Object position labeling entries
----

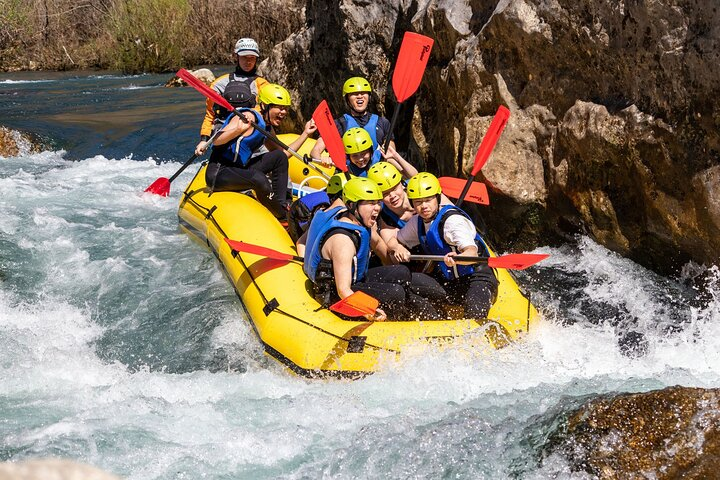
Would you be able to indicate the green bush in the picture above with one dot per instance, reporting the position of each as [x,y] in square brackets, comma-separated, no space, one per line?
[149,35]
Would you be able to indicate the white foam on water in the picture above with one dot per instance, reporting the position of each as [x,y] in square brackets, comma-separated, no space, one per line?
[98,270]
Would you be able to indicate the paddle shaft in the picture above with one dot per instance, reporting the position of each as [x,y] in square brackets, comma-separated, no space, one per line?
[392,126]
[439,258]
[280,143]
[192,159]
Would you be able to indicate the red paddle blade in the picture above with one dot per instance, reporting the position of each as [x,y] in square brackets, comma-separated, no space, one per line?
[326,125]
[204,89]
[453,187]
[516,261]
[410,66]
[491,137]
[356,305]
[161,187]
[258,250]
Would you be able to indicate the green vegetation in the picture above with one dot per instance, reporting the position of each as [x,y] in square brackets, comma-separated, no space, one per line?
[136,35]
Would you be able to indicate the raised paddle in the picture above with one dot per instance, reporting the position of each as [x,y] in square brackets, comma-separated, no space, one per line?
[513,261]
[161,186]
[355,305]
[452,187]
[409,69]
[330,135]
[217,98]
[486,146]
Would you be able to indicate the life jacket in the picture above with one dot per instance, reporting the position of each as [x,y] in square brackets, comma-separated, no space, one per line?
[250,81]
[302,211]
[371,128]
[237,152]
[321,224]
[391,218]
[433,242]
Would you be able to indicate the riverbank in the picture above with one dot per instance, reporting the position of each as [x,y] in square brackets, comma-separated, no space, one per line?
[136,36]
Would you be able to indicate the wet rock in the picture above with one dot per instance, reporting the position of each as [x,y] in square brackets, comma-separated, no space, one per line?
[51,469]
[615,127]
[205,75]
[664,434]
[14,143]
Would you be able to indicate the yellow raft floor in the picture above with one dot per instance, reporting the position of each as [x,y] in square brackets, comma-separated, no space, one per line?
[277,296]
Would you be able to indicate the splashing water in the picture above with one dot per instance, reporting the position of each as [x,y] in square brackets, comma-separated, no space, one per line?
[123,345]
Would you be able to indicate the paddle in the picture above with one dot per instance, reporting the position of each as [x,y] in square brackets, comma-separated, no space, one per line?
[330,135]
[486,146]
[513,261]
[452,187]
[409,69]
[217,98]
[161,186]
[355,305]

----

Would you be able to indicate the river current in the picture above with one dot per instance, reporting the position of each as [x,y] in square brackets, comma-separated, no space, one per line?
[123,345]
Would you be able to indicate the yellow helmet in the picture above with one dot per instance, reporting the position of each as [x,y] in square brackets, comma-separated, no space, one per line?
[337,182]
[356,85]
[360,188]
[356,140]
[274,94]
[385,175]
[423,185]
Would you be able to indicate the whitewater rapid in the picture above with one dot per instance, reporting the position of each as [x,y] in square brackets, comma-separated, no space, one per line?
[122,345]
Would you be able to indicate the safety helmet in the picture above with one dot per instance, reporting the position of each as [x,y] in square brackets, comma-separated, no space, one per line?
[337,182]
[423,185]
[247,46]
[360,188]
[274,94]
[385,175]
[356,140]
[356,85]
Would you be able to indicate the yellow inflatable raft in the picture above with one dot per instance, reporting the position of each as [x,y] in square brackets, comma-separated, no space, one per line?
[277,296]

----

Which lines in the rows above contain the string "foam"? Report each of them in full.

Would you be able to indicate the white foam on water in the picture above with one dot per instance, reporting the position of each as [x,y] in square brackets, comma-separated, no space, one per line?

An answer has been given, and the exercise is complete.